Natural language region descriptions
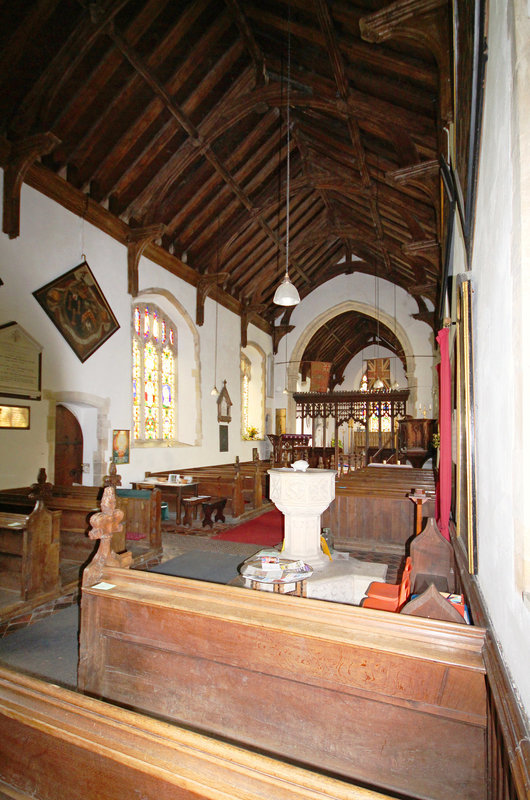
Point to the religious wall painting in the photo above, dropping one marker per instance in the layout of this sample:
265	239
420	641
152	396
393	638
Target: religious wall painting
77	307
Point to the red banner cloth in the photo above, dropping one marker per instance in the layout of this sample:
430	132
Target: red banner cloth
443	487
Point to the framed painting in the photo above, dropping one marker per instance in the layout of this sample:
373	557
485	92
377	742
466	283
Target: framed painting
121	446
78	309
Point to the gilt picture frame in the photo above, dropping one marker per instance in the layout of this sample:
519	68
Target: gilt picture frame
77	307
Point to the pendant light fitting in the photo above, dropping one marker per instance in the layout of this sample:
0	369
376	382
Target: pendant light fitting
287	294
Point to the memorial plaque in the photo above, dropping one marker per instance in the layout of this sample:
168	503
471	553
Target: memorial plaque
20	363
14	417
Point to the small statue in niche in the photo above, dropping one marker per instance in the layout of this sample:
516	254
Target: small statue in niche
224	404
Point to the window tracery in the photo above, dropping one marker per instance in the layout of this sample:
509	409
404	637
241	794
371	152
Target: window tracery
154	355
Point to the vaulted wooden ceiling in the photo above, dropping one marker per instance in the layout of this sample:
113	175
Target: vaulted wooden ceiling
165	123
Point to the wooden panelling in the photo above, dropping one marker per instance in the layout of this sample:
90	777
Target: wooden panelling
254	668
56	744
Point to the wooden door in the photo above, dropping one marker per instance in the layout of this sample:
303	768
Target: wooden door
68	448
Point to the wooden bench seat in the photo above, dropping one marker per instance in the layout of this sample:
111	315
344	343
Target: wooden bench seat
372	509
216	504
241	483
76	504
29	552
58	744
330	686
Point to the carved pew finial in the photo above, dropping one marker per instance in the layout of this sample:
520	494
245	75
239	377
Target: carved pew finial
104	524
42	490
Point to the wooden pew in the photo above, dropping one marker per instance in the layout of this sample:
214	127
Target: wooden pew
29	552
393	702
77	503
372	510
57	744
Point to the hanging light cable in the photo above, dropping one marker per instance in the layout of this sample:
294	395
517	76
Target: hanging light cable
215	390
395	385
287	294
286	390
378	383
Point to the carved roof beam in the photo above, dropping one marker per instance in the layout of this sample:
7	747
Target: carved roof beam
117	181
203	222
104	127
252	46
165	179
248	310
204	147
46	88
426	21
278	332
242	155
137	241
14	50
204	288
402	65
322	193
69	113
254	276
341	80
425	177
20	158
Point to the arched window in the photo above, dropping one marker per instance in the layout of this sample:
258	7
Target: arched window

• _What the task requires_
State the number of lines above that contain "arched". Write nothing besides it.

• _Reply to the exercise_
2